▶ _Exercise objective_:
Copy each of the records below word for word, leaving nothing out and changing nothing.

▶ _Recorded information_:
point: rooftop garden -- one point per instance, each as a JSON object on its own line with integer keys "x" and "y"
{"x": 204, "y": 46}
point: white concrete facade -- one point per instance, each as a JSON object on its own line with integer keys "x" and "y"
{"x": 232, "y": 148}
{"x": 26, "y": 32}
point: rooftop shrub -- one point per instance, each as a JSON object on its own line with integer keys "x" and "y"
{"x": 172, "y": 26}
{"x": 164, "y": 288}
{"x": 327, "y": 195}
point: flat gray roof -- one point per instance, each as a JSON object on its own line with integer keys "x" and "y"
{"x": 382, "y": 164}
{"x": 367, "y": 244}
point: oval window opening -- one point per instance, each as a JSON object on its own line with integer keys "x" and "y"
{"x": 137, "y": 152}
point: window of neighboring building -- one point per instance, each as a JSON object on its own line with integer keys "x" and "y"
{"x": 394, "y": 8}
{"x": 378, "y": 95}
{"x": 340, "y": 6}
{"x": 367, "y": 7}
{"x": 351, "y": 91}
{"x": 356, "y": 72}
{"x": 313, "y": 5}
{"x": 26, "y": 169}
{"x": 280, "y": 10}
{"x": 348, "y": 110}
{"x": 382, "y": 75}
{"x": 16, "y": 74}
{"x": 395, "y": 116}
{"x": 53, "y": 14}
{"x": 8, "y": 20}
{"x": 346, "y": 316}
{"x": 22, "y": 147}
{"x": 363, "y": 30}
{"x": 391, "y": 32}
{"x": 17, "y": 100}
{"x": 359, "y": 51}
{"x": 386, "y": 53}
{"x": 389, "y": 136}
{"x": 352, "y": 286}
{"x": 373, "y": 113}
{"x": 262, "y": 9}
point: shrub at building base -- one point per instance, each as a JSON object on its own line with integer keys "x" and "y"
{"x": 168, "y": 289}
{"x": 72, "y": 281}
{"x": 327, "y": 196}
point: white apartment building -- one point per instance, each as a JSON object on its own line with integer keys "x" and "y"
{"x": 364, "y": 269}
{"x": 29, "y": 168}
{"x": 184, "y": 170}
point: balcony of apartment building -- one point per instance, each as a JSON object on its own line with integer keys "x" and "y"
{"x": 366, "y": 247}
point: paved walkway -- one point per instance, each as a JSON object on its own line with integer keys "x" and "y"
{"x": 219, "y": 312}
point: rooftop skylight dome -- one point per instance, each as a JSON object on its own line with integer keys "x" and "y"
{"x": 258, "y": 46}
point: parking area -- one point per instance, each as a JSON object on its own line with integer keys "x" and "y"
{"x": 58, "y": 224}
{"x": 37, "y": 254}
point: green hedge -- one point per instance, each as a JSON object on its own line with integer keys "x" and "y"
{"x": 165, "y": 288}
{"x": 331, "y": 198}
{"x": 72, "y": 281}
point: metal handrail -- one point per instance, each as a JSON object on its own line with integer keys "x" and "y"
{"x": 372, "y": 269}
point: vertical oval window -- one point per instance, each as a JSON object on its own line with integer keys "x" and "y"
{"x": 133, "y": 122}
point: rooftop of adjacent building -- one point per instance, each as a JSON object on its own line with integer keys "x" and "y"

▶ _Finished task_:
point: rooftop garden -- one point per instance, each as a JSON object on its own line with integer keys "x" and "y"
{"x": 204, "y": 46}
point: white concrete facade -- one point per instance, each as a JSON object on its own line with integer keys "x" and "y"
{"x": 232, "y": 148}
{"x": 26, "y": 32}
point: rooftop shrub -- one point per instance, each as a JSON object on its own line with integer keys "x" and "y"
{"x": 172, "y": 26}
{"x": 164, "y": 288}
{"x": 327, "y": 195}
point: flat gray roof -- one point per instance, each as a JSON object on its own line with integer keys "x" and "y"
{"x": 382, "y": 164}
{"x": 367, "y": 244}
point: oval window opening -- one point per instance, each as a JSON object on its own line with integer keys "x" and "y"
{"x": 137, "y": 152}
point: window of neighboring building -- one point per instance, each as a JSON object on its own line with integer keys "x" and "y"
{"x": 394, "y": 8}
{"x": 378, "y": 95}
{"x": 340, "y": 6}
{"x": 367, "y": 7}
{"x": 351, "y": 91}
{"x": 356, "y": 72}
{"x": 313, "y": 5}
{"x": 26, "y": 169}
{"x": 280, "y": 10}
{"x": 348, "y": 110}
{"x": 382, "y": 75}
{"x": 16, "y": 74}
{"x": 395, "y": 116}
{"x": 53, "y": 14}
{"x": 8, "y": 20}
{"x": 346, "y": 316}
{"x": 22, "y": 147}
{"x": 363, "y": 30}
{"x": 391, "y": 32}
{"x": 17, "y": 100}
{"x": 359, "y": 51}
{"x": 386, "y": 53}
{"x": 389, "y": 136}
{"x": 352, "y": 286}
{"x": 373, "y": 113}
{"x": 262, "y": 9}
point: shrub at building base -- one point per instance, each as a JSON object on its own line with integer keys "x" and "y"
{"x": 168, "y": 289}
{"x": 72, "y": 281}
{"x": 327, "y": 196}
point: white apartment building -- one point per instance, each as a JSON object on its own line with integer keys "x" and "y"
{"x": 364, "y": 269}
{"x": 29, "y": 168}
{"x": 184, "y": 170}
point: balcony of apartment building -- one point per instance, each as a JSON object on its own line with integer keys "x" and "y"
{"x": 366, "y": 247}
point: paved walkway -- one point per instance, each as a JSON object on its own line with integer keys "x" and "y"
{"x": 219, "y": 312}
point: rooftop skylight dome -- one point per instance, each as a JSON object on its own line with integer keys "x" and "y"
{"x": 258, "y": 46}
point: parking area -- one point per instance, each as a JSON object on its own line with integer keys "x" and "y"
{"x": 58, "y": 224}
{"x": 37, "y": 254}
point: green hedge -- one point per instance, each as a JSON object on its own line with integer keys "x" and "y"
{"x": 165, "y": 288}
{"x": 331, "y": 198}
{"x": 72, "y": 281}
point: metal handrail -- one point per instance, each as a JSON object on its own line with integer keys "x" and "y"
{"x": 372, "y": 269}
point: vertical oval window -- one point per instance, each as a JSON object on its own line with integer keys "x" and "y"
{"x": 133, "y": 122}
point: rooftop of adjacent building -- one point per instance, each as a JSON object on its own line with integer keys "x" and "y"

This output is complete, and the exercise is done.